==== TEXT PASSAGE ====

It was alleged that the two men had been attempting to secure support from the Welsh FA for Wiseman's bid to be elected to the Fifa executive as the home nations' representative, in order to boost England's 2006 World Cup bid. Fifa executives spoke to representatives from both the FA and the Welsh FA at the end of January but have now ruled that the case is closed. A Fifa spokesman said: "We have found that there were no incorrect or improper actions that would warrant further investigation."
The FA, which has endured a chaotic past two months in which its chairman and chief executive, as well as the England team's head coach, Glenn Hoddle, have been forced to resign, welcomed the statement as an endorsement of its prompt actions. Kelly was the first to leave his post last December after the FA's executive committee ruled that he had acted without having first consulted either the committee or the FA's full council. Wiseman attempted to cling on to power until a meeting of the full council in early January but was met with widespread opposition and he too resigned.
Wiseman thanked the FA for having made clear that "no aspersions had been cast on my integrity or honesty" but was condemned for what his interim successor, Geoff Thompson, called an "error of judgment". Thompson, the former vice-chairman, and David Davies, the director of public affairs, have been installed in the temporary roles of chairman and executive director respectively, and have already begun building bridges with Uefa, the European governing body, and Fifa.

==== DATASET ENTRIES ====

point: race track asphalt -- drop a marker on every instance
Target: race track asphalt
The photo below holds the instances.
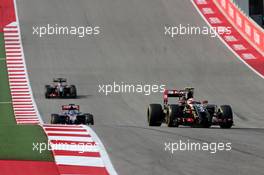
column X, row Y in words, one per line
column 132, row 48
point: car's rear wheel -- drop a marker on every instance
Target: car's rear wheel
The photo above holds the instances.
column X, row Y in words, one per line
column 55, row 119
column 73, row 91
column 47, row 91
column 155, row 114
column 89, row 120
column 227, row 116
column 205, row 120
column 173, row 115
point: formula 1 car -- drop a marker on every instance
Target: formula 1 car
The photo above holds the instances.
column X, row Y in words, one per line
column 189, row 112
column 71, row 115
column 60, row 89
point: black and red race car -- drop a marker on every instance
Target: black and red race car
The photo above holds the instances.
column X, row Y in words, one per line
column 188, row 112
column 71, row 115
column 60, row 89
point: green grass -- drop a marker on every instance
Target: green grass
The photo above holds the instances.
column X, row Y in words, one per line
column 16, row 141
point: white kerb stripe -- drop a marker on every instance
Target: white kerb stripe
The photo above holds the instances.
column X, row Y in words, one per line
column 67, row 132
column 75, row 147
column 74, row 139
column 79, row 161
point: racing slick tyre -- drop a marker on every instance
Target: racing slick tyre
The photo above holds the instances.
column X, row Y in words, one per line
column 205, row 120
column 155, row 114
column 173, row 115
column 47, row 91
column 89, row 119
column 73, row 91
column 55, row 119
column 227, row 116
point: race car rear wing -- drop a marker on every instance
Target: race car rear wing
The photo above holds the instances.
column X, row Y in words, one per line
column 70, row 107
column 176, row 93
column 59, row 80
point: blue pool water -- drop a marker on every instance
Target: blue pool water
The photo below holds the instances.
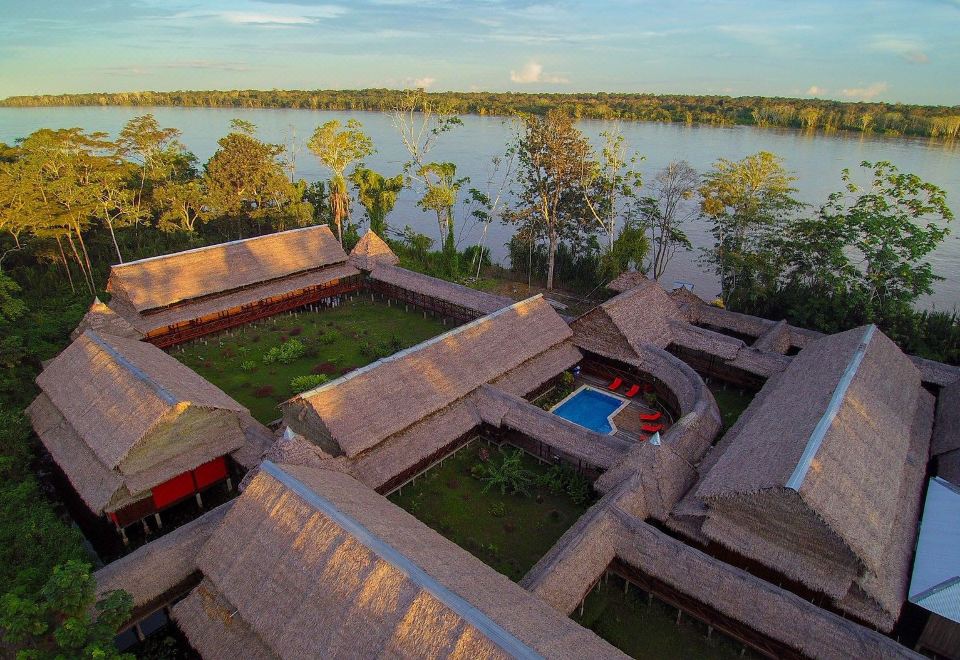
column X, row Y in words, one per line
column 589, row 408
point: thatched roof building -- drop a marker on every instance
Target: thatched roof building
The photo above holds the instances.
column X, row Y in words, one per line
column 363, row 408
column 103, row 320
column 160, row 295
column 447, row 298
column 121, row 417
column 803, row 483
column 359, row 577
column 371, row 251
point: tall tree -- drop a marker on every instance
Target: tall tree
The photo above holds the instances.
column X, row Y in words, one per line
column 245, row 180
column 550, row 202
column 377, row 195
column 337, row 150
column 666, row 211
column 748, row 202
column 609, row 184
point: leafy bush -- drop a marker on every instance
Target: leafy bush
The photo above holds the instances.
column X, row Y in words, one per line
column 286, row 352
column 507, row 475
column 328, row 337
column 307, row 382
column 263, row 392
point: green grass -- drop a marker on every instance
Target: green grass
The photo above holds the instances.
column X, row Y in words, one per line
column 650, row 631
column 732, row 403
column 508, row 532
column 356, row 333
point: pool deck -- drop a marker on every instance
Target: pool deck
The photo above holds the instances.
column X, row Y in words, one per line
column 628, row 419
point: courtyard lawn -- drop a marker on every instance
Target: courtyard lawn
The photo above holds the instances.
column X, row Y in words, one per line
column 732, row 402
column 335, row 340
column 508, row 532
column 645, row 630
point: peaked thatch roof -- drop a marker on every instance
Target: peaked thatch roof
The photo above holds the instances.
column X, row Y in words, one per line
column 804, row 481
column 479, row 302
column 161, row 281
column 363, row 408
column 310, row 562
column 119, row 415
column 105, row 321
column 371, row 251
column 626, row 322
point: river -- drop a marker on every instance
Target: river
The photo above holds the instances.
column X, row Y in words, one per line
column 815, row 159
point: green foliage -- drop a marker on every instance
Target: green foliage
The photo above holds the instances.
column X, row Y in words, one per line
column 809, row 114
column 308, row 382
column 285, row 353
column 56, row 622
column 507, row 475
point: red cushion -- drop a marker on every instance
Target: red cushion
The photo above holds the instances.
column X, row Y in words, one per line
column 211, row 472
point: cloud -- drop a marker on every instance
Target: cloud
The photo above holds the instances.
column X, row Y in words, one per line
column 532, row 72
column 866, row 93
column 908, row 49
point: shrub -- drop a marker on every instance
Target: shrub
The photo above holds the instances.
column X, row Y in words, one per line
column 307, row 382
column 507, row 475
column 263, row 392
column 328, row 337
column 285, row 353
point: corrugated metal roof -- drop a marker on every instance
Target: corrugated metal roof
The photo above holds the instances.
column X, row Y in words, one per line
column 935, row 583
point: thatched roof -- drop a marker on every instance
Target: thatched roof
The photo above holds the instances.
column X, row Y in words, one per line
column 802, row 482
column 354, row 413
column 607, row 532
column 479, row 302
column 105, row 321
column 119, row 416
column 626, row 281
column 357, row 577
column 641, row 315
column 152, row 570
column 161, row 281
column 233, row 300
column 946, row 431
column 371, row 251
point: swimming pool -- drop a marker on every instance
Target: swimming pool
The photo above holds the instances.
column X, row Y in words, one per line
column 591, row 409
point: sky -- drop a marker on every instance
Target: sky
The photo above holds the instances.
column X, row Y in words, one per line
column 885, row 50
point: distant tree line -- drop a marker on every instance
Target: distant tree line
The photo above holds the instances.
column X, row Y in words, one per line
column 892, row 119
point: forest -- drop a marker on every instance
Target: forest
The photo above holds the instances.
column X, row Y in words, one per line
column 940, row 122
column 73, row 202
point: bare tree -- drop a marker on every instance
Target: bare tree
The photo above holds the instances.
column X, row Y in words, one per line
column 667, row 210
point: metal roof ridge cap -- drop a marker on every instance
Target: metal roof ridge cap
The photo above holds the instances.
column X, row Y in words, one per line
column 459, row 605
column 215, row 245
column 833, row 408
column 408, row 351
column 133, row 369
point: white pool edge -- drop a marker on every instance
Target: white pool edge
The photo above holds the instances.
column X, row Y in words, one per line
column 613, row 427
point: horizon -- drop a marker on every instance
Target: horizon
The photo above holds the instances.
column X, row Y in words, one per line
column 889, row 51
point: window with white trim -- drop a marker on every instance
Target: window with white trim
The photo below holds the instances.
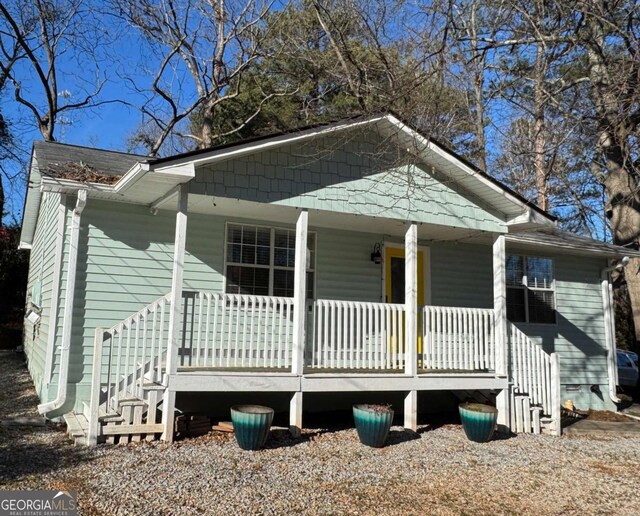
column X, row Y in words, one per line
column 260, row 260
column 530, row 290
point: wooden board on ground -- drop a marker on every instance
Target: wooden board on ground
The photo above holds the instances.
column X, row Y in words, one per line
column 223, row 426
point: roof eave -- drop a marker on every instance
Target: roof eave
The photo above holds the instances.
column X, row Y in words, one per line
column 582, row 249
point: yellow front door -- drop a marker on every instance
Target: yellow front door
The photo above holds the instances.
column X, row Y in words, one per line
column 394, row 275
column 394, row 284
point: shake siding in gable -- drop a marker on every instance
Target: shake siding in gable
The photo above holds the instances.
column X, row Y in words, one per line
column 41, row 272
column 357, row 176
column 578, row 335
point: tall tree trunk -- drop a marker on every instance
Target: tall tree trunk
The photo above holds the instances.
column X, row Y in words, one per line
column 623, row 199
column 1, row 201
column 623, row 210
column 539, row 165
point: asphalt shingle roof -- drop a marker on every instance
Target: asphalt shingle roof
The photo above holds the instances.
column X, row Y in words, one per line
column 54, row 158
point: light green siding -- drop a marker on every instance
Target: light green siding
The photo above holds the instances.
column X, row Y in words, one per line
column 356, row 175
column 461, row 275
column 41, row 273
column 578, row 336
column 125, row 263
column 127, row 255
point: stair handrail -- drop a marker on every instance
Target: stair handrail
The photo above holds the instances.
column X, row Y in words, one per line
column 535, row 373
column 142, row 311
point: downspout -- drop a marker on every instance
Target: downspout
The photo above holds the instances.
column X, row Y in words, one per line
column 609, row 324
column 68, row 308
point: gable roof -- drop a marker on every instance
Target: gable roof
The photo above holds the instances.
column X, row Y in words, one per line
column 52, row 156
column 150, row 181
column 65, row 161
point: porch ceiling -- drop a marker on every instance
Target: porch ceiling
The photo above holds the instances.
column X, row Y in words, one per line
column 287, row 215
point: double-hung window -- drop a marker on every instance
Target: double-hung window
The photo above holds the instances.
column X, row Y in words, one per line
column 530, row 290
column 260, row 260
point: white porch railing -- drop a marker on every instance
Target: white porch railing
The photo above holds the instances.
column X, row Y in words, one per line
column 230, row 330
column 535, row 374
column 457, row 338
column 356, row 335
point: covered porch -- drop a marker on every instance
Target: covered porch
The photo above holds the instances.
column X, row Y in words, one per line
column 214, row 341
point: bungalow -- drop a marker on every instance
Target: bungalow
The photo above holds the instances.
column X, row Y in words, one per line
column 352, row 257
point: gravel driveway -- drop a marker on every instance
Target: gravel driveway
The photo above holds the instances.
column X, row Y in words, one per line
column 326, row 471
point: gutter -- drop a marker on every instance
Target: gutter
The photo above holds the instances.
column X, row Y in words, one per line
column 61, row 397
column 609, row 324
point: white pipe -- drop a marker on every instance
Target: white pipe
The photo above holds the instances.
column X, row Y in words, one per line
column 68, row 308
column 609, row 325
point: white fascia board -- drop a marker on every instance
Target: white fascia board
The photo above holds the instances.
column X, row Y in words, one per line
column 164, row 199
column 134, row 174
column 252, row 147
column 572, row 248
column 182, row 172
column 426, row 145
column 530, row 217
column 52, row 184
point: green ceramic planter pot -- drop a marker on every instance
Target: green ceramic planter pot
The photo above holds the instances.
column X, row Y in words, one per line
column 251, row 424
column 478, row 421
column 372, row 424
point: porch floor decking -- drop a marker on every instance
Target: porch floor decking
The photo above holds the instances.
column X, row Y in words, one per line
column 309, row 371
column 211, row 379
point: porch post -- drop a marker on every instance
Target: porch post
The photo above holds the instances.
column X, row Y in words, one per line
column 169, row 397
column 299, row 306
column 500, row 327
column 500, row 303
column 411, row 322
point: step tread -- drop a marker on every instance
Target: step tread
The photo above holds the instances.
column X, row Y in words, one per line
column 152, row 386
column 103, row 416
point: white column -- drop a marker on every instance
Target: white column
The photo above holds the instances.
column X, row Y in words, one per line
column 504, row 410
column 411, row 299
column 299, row 319
column 295, row 414
column 300, row 293
column 411, row 411
column 500, row 304
column 556, row 396
column 169, row 397
column 411, row 322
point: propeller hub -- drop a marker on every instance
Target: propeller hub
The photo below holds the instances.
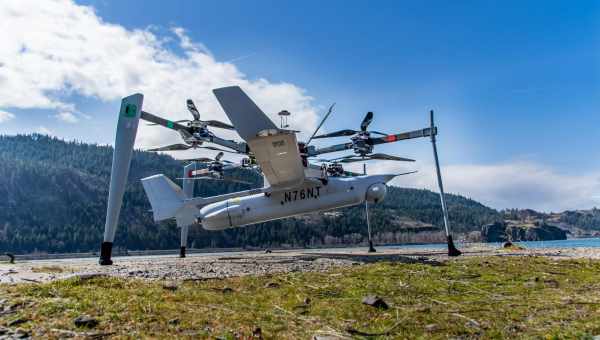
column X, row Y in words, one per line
column 376, row 192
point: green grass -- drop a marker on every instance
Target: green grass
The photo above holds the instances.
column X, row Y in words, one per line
column 489, row 297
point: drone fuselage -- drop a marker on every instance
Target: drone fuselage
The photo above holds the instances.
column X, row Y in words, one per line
column 312, row 196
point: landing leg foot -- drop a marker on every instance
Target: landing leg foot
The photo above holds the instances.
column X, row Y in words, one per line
column 371, row 248
column 105, row 254
column 452, row 250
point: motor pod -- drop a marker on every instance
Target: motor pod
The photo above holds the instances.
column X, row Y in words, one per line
column 376, row 192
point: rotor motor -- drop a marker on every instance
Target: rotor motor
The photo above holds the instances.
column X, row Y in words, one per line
column 376, row 192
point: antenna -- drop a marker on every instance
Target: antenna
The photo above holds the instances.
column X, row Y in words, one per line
column 371, row 248
column 321, row 123
column 452, row 251
column 283, row 115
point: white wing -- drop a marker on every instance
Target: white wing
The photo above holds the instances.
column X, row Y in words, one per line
column 276, row 150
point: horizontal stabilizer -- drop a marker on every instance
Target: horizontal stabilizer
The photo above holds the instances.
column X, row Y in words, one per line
column 247, row 118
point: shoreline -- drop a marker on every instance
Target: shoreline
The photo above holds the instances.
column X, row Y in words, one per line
column 219, row 265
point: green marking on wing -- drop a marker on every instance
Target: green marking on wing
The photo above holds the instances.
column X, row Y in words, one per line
column 129, row 110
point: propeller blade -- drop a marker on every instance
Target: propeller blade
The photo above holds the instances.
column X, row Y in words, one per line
column 161, row 121
column 221, row 125
column 351, row 174
column 339, row 133
column 192, row 108
column 383, row 156
column 200, row 159
column 229, row 179
column 321, row 123
column 351, row 160
column 216, row 149
column 402, row 136
column 407, row 173
column 173, row 147
column 186, row 135
column 366, row 121
column 175, row 121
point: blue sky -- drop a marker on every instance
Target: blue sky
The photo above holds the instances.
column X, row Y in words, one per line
column 515, row 84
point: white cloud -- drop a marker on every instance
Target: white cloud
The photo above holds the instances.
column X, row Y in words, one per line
column 507, row 185
column 57, row 49
column 67, row 117
column 44, row 131
column 6, row 116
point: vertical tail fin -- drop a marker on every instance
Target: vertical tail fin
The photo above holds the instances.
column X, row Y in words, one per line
column 168, row 201
column 165, row 197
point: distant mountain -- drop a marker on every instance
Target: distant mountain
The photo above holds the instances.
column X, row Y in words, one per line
column 53, row 199
column 579, row 223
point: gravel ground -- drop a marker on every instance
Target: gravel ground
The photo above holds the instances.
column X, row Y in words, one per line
column 214, row 266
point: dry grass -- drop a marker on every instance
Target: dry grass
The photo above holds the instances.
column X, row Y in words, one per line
column 488, row 297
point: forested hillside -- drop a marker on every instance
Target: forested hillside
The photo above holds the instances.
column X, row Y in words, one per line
column 53, row 199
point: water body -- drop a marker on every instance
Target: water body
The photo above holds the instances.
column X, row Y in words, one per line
column 570, row 243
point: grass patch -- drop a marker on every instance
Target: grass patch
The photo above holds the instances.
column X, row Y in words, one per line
column 490, row 297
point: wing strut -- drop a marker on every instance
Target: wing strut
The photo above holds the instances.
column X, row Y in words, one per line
column 452, row 250
column 129, row 117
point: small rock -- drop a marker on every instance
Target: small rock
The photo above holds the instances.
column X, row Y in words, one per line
column 326, row 337
column 17, row 322
column 20, row 333
column 257, row 333
column 272, row 285
column 172, row 286
column 375, row 301
column 432, row 327
column 85, row 321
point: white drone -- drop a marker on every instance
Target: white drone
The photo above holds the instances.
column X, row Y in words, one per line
column 293, row 186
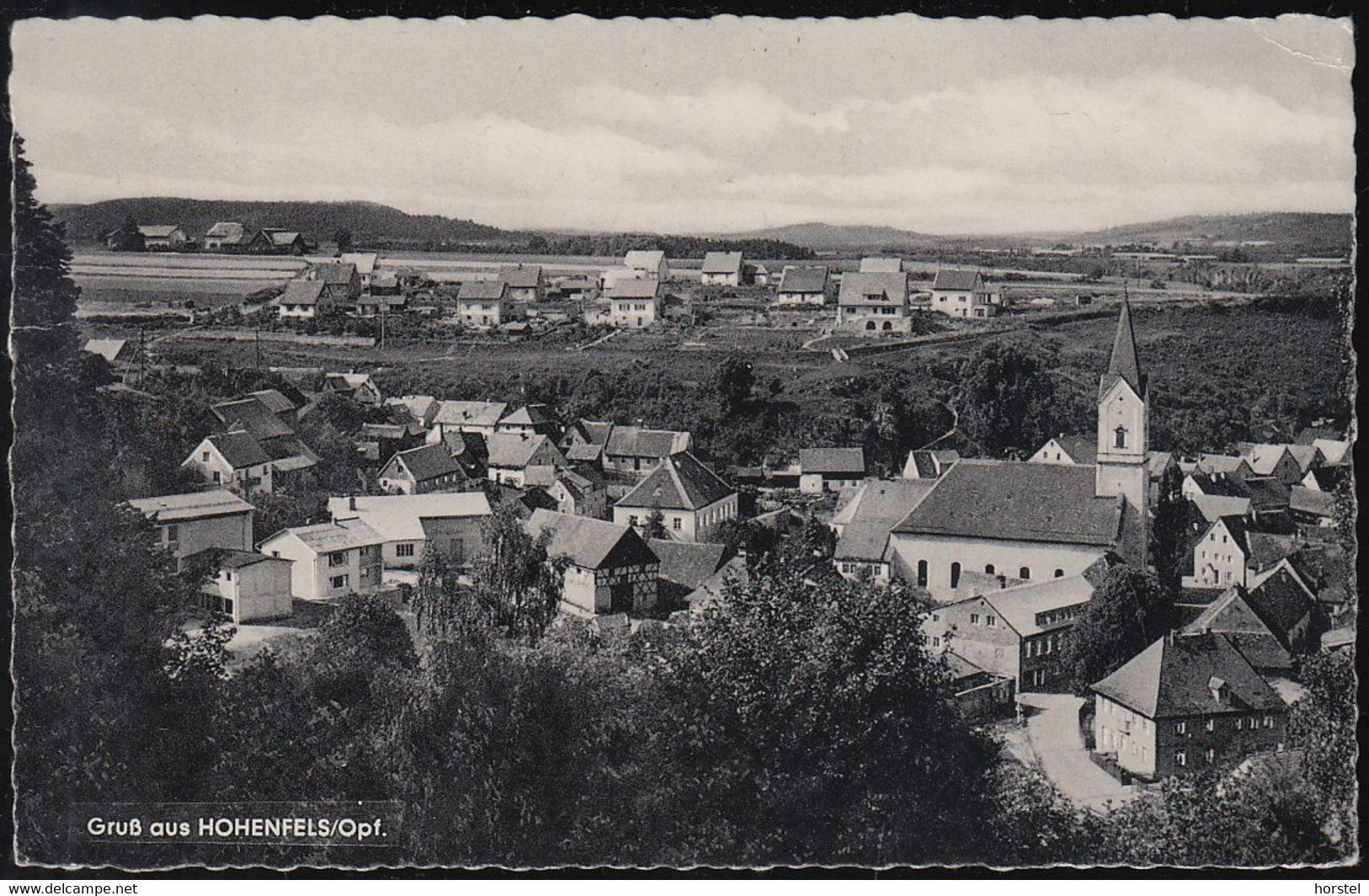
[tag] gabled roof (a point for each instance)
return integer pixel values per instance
(240, 449)
(883, 501)
(633, 289)
(332, 536)
(679, 483)
(864, 289)
(252, 416)
(848, 461)
(957, 280)
(477, 413)
(482, 291)
(1321, 504)
(591, 543)
(190, 506)
(639, 442)
(644, 259)
(722, 263)
(429, 461)
(1176, 675)
(302, 293)
(687, 564)
(1124, 363)
(521, 276)
(400, 517)
(1018, 501)
(804, 278)
(515, 449)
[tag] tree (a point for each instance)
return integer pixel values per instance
(515, 586)
(734, 383)
(1008, 398)
(1127, 613)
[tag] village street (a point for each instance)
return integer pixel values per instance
(1051, 742)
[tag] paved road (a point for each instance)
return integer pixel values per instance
(1053, 739)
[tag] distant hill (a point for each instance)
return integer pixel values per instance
(819, 237)
(368, 221)
(1307, 232)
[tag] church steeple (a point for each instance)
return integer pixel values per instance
(1124, 363)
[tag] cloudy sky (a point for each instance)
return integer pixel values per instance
(941, 126)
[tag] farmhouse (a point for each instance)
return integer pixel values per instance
(803, 285)
(420, 471)
(515, 458)
(1040, 520)
(1019, 631)
(634, 304)
(201, 520)
(722, 269)
(648, 263)
(365, 264)
(609, 568)
(163, 237)
(304, 298)
(526, 282)
(874, 302)
(827, 468)
(485, 304)
(225, 236)
(690, 499)
(248, 587)
(234, 460)
(960, 293)
(329, 560)
(1186, 703)
(412, 524)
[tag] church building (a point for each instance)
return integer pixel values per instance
(1029, 521)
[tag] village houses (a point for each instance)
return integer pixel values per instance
(415, 524)
(608, 567)
(329, 560)
(1183, 705)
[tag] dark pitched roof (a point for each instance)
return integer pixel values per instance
(482, 291)
(803, 280)
(429, 461)
(687, 564)
(957, 280)
(832, 460)
(679, 483)
(722, 263)
(1178, 674)
(240, 449)
(1124, 361)
(1018, 501)
(591, 543)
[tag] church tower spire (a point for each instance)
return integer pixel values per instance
(1124, 423)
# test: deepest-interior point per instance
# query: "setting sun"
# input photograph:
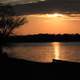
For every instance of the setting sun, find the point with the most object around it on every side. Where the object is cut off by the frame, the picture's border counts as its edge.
(55, 15)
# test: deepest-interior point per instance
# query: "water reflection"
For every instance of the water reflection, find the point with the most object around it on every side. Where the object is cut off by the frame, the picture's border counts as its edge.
(56, 47)
(45, 52)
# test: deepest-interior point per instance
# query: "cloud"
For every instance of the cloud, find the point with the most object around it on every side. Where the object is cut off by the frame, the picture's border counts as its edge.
(50, 6)
(47, 6)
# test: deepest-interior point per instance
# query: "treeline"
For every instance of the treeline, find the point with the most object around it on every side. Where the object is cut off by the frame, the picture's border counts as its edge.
(45, 38)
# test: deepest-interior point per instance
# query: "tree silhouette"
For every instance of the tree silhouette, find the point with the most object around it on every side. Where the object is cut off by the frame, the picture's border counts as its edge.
(8, 22)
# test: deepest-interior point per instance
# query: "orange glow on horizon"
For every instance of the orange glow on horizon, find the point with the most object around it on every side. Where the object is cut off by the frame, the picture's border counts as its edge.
(55, 23)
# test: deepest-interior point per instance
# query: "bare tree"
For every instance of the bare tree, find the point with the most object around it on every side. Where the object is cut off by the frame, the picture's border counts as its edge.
(8, 22)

====

## THE TASKS
**1.** List every person named in the article about the FA and Fifa.
**2.** Edit the article about the FA and Fifa from "The FA, which" and going on through "he too resigned.", putting "turbulent" in place of "chaotic".
**3.** In the article about the FA and Fifa, who was installed in the temporary role of executive director?

## SOLUTIONS TO THE TASKS
**1.** Wiseman, Glenn Hoddle, Kelly, Geoff Thompson, David Davies

**2.**
The FA, which has endured a turbulent past two months in which its chairman and chief executive, as well as the England team's head coach, Glenn Hoddle, have been forced to resign, welcomed the statement as an endorsement of its prompt actions. Kelly was the first to leave his post last December after the FA's executive committee ruled that he had acted without having first consulted either the committee or the FA's full council. Wiseman attempted to cling on to power until a meeting of the full council in early January but was met with widespread opposition and he too resigned.

**3.** David Davies, the director of public affairs